Collect each line from the entries below that contains the string "grey", copying every such line without changes.

───── Input data

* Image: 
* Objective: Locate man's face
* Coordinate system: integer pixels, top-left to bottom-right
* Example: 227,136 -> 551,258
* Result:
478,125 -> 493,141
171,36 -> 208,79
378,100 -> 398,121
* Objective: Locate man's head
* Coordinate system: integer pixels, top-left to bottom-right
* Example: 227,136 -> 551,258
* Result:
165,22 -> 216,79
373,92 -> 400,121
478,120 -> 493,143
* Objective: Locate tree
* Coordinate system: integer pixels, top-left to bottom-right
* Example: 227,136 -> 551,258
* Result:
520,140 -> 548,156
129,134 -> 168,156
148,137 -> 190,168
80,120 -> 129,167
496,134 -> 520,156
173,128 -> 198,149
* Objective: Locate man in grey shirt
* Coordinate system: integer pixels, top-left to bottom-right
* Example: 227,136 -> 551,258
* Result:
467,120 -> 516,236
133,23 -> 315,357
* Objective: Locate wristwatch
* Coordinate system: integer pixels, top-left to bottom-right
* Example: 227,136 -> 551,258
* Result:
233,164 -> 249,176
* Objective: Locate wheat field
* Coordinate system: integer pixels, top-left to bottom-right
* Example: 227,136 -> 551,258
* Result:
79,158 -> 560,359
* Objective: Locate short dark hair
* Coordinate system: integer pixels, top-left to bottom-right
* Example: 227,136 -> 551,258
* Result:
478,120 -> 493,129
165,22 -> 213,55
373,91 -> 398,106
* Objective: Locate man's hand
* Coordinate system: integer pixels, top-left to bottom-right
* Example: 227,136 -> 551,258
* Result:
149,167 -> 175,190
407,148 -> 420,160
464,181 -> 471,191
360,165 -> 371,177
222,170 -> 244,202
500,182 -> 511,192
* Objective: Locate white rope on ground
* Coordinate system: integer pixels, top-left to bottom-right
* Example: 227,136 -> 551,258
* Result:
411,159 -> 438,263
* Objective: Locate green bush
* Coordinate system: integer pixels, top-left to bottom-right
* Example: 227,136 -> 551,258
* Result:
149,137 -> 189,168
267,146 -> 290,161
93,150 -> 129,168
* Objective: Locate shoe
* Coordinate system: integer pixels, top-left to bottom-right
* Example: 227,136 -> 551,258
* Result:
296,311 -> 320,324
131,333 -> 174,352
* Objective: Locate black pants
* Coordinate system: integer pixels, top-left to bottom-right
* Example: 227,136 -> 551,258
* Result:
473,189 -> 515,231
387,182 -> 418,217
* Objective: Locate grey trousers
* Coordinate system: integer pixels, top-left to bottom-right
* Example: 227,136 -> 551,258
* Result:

──────────

Written response:
* Objective: Locate man in grey shirt
* Objective: Locate grey trousers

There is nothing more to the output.